Repeat the lines of the listing below exactly, starting at the line that contains "In the photo above, where can the bus wheel" and running through the last line, both included, and only those.

__Recorded data__
------
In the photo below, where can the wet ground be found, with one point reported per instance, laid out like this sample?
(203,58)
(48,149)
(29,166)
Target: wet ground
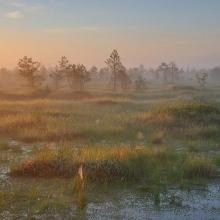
(54,199)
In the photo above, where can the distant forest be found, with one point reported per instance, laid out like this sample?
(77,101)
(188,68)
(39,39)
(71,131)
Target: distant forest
(32,74)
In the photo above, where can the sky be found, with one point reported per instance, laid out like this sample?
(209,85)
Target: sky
(86,31)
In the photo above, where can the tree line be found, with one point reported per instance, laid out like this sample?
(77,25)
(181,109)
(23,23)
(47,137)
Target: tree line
(76,76)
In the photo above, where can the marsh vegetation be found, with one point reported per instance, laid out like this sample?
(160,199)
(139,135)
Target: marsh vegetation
(81,153)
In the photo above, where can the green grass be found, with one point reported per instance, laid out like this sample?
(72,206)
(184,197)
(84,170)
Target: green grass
(116,164)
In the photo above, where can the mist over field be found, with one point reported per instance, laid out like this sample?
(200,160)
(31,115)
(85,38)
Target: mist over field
(109,109)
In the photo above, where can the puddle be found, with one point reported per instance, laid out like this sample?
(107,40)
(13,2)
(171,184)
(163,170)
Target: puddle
(109,202)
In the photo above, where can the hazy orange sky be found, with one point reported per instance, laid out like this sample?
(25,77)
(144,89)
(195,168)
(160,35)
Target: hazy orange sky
(144,31)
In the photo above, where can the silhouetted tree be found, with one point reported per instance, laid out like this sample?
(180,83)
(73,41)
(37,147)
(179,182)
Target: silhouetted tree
(140,84)
(115,65)
(170,72)
(202,79)
(58,73)
(29,70)
(77,76)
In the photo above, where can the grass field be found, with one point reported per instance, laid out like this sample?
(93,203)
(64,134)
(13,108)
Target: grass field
(167,136)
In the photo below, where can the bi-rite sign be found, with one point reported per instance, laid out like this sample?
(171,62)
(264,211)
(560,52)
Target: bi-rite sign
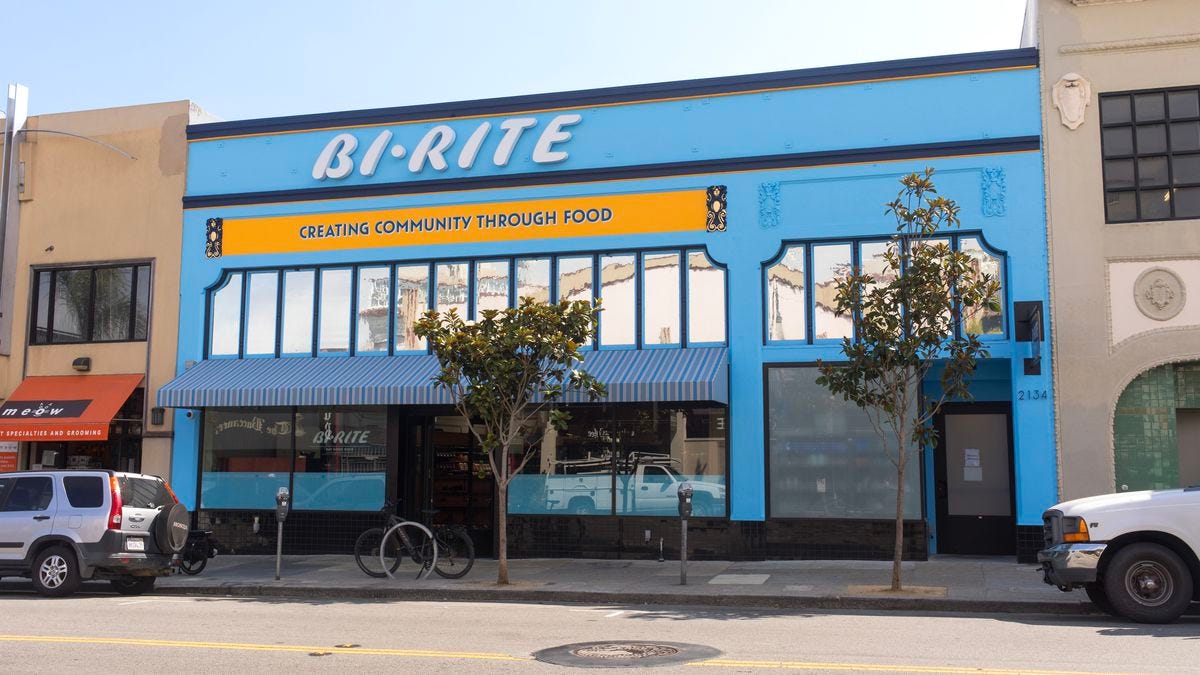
(498,221)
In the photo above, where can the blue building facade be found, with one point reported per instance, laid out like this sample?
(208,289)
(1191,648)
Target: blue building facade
(712,217)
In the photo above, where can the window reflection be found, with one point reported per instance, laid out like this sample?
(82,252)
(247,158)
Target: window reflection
(298,291)
(226,324)
(983,321)
(831,264)
(491,286)
(412,302)
(706,299)
(262,298)
(533,279)
(661,293)
(335,311)
(453,288)
(785,297)
(618,299)
(375,303)
(625,459)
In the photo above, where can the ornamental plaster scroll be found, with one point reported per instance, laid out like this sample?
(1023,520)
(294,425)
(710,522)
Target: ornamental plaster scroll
(1149,297)
(1071,95)
(994,191)
(768,204)
(1135,45)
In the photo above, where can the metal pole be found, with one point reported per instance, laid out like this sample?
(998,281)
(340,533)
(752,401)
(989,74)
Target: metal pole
(279,549)
(683,555)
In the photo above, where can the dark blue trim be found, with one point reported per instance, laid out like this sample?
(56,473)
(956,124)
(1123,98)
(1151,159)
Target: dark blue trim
(793,160)
(628,94)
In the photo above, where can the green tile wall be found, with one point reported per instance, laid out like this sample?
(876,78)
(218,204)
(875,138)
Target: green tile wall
(1145,446)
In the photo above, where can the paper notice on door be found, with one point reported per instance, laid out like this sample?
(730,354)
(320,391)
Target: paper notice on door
(971,458)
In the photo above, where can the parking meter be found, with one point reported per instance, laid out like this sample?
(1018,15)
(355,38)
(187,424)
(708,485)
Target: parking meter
(684,500)
(684,495)
(282,506)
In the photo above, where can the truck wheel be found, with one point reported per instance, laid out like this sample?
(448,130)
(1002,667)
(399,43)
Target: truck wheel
(133,585)
(581,506)
(55,572)
(1101,599)
(1149,584)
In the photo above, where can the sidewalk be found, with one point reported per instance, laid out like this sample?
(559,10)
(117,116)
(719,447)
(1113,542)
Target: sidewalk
(942,584)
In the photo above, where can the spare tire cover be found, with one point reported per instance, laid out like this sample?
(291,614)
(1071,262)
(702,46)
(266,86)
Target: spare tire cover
(171,529)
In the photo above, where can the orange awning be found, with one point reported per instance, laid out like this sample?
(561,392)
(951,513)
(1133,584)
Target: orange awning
(66,407)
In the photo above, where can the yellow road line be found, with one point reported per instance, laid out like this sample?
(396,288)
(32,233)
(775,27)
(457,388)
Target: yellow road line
(877,668)
(251,646)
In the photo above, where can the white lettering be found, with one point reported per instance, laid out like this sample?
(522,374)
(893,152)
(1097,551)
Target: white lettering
(371,160)
(467,157)
(513,130)
(340,148)
(550,136)
(432,145)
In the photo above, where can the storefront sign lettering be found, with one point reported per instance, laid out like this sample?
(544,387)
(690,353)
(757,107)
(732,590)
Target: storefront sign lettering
(503,221)
(40,410)
(337,159)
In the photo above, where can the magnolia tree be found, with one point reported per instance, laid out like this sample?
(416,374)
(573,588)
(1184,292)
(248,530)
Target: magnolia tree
(505,372)
(910,317)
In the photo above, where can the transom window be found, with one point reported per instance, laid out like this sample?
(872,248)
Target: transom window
(1151,147)
(90,304)
(802,285)
(659,298)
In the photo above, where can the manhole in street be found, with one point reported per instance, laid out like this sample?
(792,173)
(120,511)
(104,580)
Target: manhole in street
(624,653)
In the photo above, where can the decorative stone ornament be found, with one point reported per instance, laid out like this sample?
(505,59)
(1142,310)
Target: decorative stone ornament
(717,204)
(1071,95)
(1159,293)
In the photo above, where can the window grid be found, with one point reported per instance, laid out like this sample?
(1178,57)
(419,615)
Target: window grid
(432,297)
(1145,196)
(136,280)
(809,296)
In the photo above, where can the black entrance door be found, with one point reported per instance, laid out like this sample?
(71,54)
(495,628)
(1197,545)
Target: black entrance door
(973,471)
(447,478)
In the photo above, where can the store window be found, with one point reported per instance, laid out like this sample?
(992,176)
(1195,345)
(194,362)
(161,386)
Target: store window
(341,459)
(1151,147)
(625,460)
(412,302)
(246,457)
(648,299)
(372,310)
(826,459)
(96,304)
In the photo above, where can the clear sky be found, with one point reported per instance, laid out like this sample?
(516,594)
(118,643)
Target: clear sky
(244,59)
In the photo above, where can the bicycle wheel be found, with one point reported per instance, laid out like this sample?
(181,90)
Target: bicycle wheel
(411,542)
(456,553)
(366,554)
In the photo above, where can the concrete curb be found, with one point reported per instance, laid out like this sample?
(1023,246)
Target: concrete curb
(591,597)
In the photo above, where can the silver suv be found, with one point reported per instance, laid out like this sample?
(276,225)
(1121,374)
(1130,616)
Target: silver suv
(63,527)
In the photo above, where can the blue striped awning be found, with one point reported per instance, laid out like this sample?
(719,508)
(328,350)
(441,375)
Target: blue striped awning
(631,375)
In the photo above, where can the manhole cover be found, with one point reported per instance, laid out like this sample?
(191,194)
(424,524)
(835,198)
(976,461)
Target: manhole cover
(624,653)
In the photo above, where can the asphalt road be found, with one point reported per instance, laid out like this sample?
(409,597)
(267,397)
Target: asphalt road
(202,634)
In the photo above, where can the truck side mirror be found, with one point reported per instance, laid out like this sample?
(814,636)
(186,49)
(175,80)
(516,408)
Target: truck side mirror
(684,495)
(282,505)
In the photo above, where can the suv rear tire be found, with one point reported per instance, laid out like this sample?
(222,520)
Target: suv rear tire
(55,572)
(1149,584)
(133,585)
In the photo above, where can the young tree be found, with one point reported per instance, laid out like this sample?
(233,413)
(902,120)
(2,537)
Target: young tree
(907,320)
(504,371)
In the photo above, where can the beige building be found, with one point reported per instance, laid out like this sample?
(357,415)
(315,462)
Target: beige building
(95,298)
(1121,100)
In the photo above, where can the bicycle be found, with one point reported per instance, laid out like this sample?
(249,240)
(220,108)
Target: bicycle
(379,551)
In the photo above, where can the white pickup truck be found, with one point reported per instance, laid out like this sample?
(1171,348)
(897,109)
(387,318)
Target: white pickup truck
(652,489)
(1135,554)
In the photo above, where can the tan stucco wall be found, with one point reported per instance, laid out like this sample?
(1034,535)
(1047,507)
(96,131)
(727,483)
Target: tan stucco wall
(1116,46)
(85,203)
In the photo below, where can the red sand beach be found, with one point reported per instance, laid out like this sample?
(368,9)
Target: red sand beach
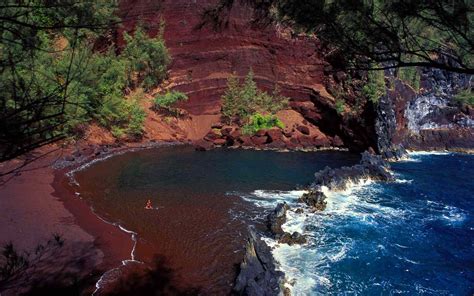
(35,205)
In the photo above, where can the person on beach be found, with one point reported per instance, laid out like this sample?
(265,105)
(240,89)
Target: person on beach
(148,205)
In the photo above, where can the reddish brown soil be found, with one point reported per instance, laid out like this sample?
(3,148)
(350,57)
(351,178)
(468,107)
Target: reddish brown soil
(35,204)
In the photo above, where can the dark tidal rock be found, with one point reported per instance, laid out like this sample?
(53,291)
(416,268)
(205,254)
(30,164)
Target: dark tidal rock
(277,218)
(258,274)
(314,199)
(370,167)
(291,239)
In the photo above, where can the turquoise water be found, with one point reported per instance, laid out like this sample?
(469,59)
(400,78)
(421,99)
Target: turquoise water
(411,237)
(199,224)
(414,236)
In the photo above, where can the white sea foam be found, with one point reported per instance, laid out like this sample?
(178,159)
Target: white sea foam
(433,152)
(304,265)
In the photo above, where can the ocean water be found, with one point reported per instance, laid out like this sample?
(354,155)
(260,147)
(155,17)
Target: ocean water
(414,236)
(198,227)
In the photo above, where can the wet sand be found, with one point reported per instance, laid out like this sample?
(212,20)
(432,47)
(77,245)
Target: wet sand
(34,205)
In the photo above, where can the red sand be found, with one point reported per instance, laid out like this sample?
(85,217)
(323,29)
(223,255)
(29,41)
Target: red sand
(34,205)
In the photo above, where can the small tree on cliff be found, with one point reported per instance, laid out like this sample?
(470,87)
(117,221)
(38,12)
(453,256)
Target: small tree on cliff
(244,100)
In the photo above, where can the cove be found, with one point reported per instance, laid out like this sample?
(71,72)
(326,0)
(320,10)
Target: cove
(199,225)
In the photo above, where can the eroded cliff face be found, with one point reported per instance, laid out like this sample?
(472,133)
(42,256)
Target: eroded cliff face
(430,119)
(204,56)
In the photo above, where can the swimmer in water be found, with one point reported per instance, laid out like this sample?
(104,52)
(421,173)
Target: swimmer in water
(148,205)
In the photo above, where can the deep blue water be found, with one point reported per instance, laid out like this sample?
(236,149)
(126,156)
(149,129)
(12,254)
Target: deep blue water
(411,237)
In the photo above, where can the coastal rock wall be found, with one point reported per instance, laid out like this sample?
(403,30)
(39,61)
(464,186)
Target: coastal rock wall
(430,119)
(205,55)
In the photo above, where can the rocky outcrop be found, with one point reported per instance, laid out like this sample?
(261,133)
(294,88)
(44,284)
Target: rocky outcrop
(205,54)
(429,119)
(292,239)
(258,274)
(277,218)
(315,199)
(294,138)
(385,128)
(371,167)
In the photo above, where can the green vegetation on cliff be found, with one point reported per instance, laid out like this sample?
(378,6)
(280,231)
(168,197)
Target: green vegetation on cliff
(261,122)
(167,100)
(54,79)
(374,89)
(465,97)
(247,103)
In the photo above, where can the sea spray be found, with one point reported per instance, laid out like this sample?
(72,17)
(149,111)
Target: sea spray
(379,238)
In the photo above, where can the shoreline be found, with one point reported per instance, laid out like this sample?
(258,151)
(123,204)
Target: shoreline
(72,216)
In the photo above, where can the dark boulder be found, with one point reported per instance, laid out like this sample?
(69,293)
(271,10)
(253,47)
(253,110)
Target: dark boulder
(303,129)
(291,239)
(314,199)
(258,274)
(371,166)
(277,218)
(202,145)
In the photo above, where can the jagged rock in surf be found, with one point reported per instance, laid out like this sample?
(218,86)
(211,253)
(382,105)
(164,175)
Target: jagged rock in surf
(385,128)
(277,218)
(314,199)
(258,274)
(371,166)
(291,239)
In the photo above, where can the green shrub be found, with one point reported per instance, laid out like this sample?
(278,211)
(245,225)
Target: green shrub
(339,105)
(375,87)
(167,101)
(411,76)
(147,57)
(244,99)
(465,97)
(261,122)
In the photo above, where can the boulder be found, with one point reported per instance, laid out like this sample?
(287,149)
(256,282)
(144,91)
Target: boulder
(303,129)
(202,145)
(292,239)
(277,218)
(314,199)
(370,167)
(258,274)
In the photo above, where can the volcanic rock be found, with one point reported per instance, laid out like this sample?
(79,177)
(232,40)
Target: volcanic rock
(370,167)
(315,199)
(277,218)
(303,129)
(258,274)
(292,239)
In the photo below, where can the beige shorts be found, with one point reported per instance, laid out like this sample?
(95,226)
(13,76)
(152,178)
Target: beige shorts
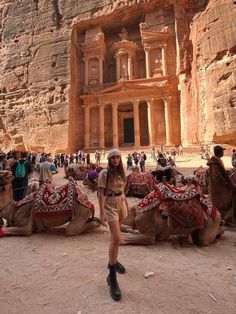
(115,208)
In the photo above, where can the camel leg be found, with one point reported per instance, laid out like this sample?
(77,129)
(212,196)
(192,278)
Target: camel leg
(78,222)
(19,231)
(209,234)
(143,239)
(90,226)
(128,229)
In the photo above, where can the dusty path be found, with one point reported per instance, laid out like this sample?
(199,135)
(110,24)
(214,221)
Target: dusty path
(49,273)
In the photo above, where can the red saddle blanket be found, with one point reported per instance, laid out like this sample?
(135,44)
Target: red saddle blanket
(50,200)
(185,211)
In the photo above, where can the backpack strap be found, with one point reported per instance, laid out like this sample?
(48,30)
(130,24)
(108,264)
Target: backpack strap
(106,182)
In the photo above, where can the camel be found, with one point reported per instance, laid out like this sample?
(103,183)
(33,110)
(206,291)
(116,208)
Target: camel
(139,184)
(76,171)
(170,211)
(64,204)
(33,183)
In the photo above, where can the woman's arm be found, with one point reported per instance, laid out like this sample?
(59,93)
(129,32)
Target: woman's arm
(101,199)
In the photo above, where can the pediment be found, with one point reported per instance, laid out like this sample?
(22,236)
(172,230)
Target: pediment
(123,87)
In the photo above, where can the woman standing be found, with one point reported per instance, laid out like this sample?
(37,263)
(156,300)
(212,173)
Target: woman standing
(113,208)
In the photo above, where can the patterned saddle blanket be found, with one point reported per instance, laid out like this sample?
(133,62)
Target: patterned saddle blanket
(139,184)
(50,199)
(53,201)
(184,212)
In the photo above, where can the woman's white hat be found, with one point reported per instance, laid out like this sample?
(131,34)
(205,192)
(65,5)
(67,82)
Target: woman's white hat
(113,152)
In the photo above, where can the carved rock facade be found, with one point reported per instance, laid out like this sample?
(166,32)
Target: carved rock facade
(76,74)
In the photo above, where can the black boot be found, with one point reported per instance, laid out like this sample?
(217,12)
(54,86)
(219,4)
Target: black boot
(119,268)
(112,282)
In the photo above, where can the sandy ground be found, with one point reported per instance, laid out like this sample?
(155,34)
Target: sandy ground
(50,273)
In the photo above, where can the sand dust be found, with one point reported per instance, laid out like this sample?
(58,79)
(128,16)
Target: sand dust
(50,273)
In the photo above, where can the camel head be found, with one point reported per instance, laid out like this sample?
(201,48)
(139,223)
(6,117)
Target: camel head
(5,188)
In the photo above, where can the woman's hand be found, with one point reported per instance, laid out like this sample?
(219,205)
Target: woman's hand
(102,219)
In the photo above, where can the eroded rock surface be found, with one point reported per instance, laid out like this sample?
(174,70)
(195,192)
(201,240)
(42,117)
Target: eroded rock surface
(35,67)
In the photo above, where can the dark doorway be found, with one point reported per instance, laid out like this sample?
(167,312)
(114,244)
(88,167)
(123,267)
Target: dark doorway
(129,130)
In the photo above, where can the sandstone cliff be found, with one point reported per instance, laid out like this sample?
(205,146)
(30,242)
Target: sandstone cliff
(35,67)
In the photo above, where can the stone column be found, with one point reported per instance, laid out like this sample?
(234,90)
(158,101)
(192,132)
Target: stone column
(136,124)
(147,58)
(100,70)
(86,126)
(163,56)
(117,68)
(101,127)
(150,120)
(130,68)
(86,72)
(168,123)
(115,124)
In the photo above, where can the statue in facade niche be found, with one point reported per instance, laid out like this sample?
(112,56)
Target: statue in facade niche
(185,55)
(93,75)
(123,35)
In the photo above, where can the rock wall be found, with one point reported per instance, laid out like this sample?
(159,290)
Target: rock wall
(209,90)
(35,41)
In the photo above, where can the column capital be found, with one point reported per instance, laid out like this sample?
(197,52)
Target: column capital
(135,102)
(147,48)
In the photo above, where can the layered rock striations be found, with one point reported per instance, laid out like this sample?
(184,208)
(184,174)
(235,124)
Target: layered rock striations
(208,88)
(36,40)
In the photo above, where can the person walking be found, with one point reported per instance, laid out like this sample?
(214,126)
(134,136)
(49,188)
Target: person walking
(47,169)
(20,171)
(113,208)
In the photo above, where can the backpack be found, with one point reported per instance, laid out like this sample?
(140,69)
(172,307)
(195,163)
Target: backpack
(20,169)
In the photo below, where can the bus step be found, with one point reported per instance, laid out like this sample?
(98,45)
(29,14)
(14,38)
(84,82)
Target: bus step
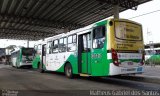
(84,75)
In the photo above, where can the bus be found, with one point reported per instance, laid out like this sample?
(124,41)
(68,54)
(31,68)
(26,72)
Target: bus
(22,57)
(152,56)
(38,55)
(107,48)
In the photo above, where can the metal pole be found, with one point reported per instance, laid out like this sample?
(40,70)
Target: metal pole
(27,43)
(116,11)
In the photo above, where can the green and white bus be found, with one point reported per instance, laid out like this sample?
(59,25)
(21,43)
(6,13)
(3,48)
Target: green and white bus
(38,55)
(110,47)
(22,57)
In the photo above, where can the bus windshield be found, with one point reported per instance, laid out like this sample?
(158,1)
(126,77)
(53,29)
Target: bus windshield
(98,37)
(128,31)
(27,51)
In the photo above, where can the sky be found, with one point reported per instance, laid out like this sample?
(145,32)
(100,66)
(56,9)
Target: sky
(150,23)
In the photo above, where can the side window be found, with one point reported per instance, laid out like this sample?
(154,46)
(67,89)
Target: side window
(72,41)
(62,44)
(55,46)
(99,37)
(49,47)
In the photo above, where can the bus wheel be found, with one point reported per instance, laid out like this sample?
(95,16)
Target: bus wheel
(40,69)
(68,70)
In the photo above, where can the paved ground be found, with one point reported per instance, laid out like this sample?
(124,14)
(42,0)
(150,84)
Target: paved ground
(46,83)
(152,71)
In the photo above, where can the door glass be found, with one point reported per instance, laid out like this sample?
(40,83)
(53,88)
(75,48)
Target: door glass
(98,37)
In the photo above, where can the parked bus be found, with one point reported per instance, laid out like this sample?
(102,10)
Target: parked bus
(152,56)
(110,47)
(22,57)
(37,55)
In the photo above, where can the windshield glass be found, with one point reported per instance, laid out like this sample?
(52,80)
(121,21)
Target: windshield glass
(128,31)
(27,51)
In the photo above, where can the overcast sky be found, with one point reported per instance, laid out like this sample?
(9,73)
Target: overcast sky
(150,22)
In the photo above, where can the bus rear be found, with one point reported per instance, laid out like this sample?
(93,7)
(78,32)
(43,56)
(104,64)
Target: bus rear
(125,47)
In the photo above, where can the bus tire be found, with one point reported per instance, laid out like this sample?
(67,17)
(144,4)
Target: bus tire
(68,70)
(40,68)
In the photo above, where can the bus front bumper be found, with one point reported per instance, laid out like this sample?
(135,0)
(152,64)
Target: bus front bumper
(117,70)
------
__Expected answer__
In the photo above, where can the bus wheel be found, with one point reported per instance, laid out like this sample?
(95,16)
Target: bus wheel
(40,69)
(68,70)
In the photo above, where can the paved ground be found, with one point reported per instance, laid out like this sample?
(124,14)
(42,0)
(150,84)
Target: paved ground
(46,83)
(152,71)
In the photo above, where can the door glass be found, with one point reported per instance, laid out like this sample?
(40,83)
(53,88)
(75,48)
Target: door glass
(98,37)
In the photo above, where can the parked bus be found, with one point reported per instance, laid out like this sample?
(102,10)
Target: parked bus
(152,56)
(110,47)
(22,57)
(37,55)
In the photo above, where can the windshield glass be found, with one point reported per instance, laid out like this sample?
(52,80)
(121,21)
Target: windshield glass
(128,31)
(27,51)
In the photo above, where can the overcast sky be found, with one point reported per instance, laid out like this sample?
(9,73)
Target: overcast sky
(150,22)
In the photo above, where can the bus rear be found, with one point reported per instance, laid out like this sample?
(93,7)
(78,32)
(43,56)
(104,64)
Target: bus rear
(125,47)
In the photo above, where can the bus tire be found, with one point reported per instance, laid out like this sample?
(67,17)
(144,4)
Target: bus tire
(68,70)
(40,68)
In the photo above, where can the bus front bumper be found, with one point reported per instance, laid out like this sample?
(135,0)
(152,64)
Target: bus front bumper
(117,70)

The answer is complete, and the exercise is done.